The girl, belonging to a family of migrants from Jharkhand, was raped on December 16, 2024, and succumbed to grievous injuries inflicted on her by the accused on December 23, 2024. (File Photo)Considering the “rarest of rare” doctrine, established to award capital punishments in heinous crimes, the Ankleshwar Additional Sessions Court on Friday handed out a punishment of “hanging until death” to a 36-year-old man in the December 2024 case of rape and murder of a 10-year-old girl.
The girl, belonging to a family of migrants from Jharkhand, was raped on December 16, 2024, and breathed her last on December 23, 2024, at SSG hospital in Vadodara, succumbing to grievous injuries inflicted on her by the accused. The court also awarded a compensation of Rs 10 lakh to the victim as part of the Gujarat Victim Compensation Scheme.
The trial in the case — which had brought back haunting memories of the 2012 Delhi gangrape, which also occurred on December 16 that year — was completed in a record 72 days after the charges were framed, Special Public Prosecutor and Bharuch District Government Pleader PB Pandya told The Indian Express.

--------------------

• Actions to take
1. Reproduce the passage of the Ankleshwar sentencing report that starts with "The trial in" and goes on through "The Indian Express.".
2. Go on with the Ankleshwar sentencing report, picking up after its last sentence.
The entries that come next have no connection to the news report on the Ankleshwar sentencing.

--------------------

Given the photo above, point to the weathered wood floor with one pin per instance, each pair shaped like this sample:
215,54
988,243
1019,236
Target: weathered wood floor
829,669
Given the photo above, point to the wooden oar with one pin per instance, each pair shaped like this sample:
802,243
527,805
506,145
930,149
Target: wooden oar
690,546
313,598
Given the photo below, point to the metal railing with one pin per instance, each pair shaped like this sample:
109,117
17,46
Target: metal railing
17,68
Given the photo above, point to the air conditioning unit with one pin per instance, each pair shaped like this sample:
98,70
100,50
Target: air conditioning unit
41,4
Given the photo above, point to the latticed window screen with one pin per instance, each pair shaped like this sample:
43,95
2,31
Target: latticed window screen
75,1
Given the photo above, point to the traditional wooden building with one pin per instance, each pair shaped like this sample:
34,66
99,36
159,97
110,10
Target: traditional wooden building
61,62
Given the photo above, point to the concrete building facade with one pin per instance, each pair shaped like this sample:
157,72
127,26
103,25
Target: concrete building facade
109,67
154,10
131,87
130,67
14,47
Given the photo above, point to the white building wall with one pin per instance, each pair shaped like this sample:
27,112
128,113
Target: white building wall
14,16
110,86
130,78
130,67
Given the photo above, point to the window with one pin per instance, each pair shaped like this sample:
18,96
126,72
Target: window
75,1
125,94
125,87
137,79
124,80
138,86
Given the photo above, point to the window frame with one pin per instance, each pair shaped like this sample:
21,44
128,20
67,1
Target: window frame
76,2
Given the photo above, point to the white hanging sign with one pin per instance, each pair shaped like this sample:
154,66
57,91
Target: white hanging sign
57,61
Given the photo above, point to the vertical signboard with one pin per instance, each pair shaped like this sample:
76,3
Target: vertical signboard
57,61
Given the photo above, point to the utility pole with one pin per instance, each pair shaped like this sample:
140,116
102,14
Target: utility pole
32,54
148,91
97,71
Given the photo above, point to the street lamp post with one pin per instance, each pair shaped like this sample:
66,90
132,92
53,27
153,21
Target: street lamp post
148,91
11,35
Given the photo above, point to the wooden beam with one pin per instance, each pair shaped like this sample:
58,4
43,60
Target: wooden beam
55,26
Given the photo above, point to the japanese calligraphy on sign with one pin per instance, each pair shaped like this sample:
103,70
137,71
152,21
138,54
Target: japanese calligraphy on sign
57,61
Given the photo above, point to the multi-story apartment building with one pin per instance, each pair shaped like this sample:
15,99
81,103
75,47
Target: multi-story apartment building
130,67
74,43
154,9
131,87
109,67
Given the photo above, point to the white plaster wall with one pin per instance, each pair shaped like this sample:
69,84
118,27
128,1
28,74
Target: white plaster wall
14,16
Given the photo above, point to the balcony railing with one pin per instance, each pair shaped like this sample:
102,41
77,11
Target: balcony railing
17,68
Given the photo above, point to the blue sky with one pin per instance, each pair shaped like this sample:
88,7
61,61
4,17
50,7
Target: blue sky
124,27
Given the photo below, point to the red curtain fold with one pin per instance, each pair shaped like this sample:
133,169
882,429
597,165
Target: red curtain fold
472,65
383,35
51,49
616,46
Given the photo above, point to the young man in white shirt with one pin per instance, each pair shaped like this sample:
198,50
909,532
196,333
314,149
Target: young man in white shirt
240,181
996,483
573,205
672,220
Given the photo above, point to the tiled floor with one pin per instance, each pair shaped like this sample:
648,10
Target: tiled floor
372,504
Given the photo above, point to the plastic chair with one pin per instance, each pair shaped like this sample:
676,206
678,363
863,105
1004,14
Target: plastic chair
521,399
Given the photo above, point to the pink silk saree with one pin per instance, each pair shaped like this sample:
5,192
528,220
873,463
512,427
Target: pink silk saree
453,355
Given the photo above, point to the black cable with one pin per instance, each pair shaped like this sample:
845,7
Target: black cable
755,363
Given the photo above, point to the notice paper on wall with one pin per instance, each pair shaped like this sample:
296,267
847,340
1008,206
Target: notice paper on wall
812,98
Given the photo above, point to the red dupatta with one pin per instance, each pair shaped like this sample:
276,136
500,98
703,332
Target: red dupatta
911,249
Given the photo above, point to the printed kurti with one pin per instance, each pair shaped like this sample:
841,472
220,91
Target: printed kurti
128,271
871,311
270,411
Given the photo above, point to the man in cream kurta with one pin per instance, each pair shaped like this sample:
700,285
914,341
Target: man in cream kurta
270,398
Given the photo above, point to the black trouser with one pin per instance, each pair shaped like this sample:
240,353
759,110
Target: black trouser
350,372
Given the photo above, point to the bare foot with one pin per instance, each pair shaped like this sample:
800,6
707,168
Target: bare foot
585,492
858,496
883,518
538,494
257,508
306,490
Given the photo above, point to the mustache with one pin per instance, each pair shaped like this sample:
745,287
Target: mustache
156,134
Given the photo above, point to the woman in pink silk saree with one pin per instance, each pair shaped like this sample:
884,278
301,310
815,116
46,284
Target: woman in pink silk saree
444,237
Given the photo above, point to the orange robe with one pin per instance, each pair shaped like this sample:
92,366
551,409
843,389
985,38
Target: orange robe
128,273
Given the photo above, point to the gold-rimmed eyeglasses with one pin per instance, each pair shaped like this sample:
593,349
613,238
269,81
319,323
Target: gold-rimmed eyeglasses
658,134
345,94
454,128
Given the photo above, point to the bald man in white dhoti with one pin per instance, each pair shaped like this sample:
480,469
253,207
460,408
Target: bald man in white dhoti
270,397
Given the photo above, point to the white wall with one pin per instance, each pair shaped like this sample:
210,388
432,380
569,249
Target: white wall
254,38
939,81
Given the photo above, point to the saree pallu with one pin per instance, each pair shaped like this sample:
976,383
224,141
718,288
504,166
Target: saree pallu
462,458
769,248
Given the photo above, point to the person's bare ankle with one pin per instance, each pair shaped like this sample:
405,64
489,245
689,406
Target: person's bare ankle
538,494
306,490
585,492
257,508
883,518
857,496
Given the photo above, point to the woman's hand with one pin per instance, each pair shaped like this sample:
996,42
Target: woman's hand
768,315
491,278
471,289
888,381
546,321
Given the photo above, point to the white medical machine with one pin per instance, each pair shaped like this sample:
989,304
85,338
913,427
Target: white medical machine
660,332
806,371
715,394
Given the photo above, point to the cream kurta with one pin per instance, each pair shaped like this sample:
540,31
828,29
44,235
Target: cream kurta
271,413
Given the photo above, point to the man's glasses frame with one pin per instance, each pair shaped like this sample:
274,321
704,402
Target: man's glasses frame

--------------------

• Answers for this exercise
1.
The trial in the case — which had brought back haunting memories of the 2012 Delhi gangrape, which also occurred on December 16 that year — was completed in a record 72 days after the charges were framed, Special Public Prosecutor and Bharuch District Government Pleader PB Pandya told The Indian Express.

2.
In the submissions before the court, Pandya emphasised on the “barbaric” manner in which the victim had been injured in the sexual assault, with the accused inflicting bite and knife injuries on her face as well as internal injuries by inserting a sharp object in her private parts that turned out to be fatal despite the victim undergoing multiple surgeries at Bharuch civil hospital as well as SSG hospital in Vadodara.
Pandya said, “We brought before the court medical, circumstantial and technical evidence, CCTV cameras as well as the forensic evidence gathered from the spot of the crime during the reconstruction. The weapons used to injure the victim have also been recovered. A total of 38 prosecution witnesses deposed in the case and not a single one turned hostile… Moreover, a dying declaration had been recorded of the minor while she was wheeled into the Bharuch civil hospital, and it proved to be a clincher in the case.”
In the submissions considered by the court, the prosecution also stressed that “even a double death sentence awarded to the accused would not suffice”. The prosecution also submitted that despite being a married man and a father of a daughter, the accused had committed “brutal, inhuman assault” on the victim, hitting her on the face with a stone, dragging her and throwing her over the wall of the migrant settlement in the district, where they were neighbours, and then raping and assaulting her. “The accused continuously tortured the victim, causing innumerable injuries… A common person even fears the needle of an injection during hospitalisation but the accused, in order to satisfy his devilish lust, inserted sharp iron rod in the private parts of the victim, in the most dastardly and terrorising manner…. the medical evidence on record described the injuries caused by the weapon in the victim’s private parts, and rupture in the anal canal as well as intestines,” the prosecution submitted.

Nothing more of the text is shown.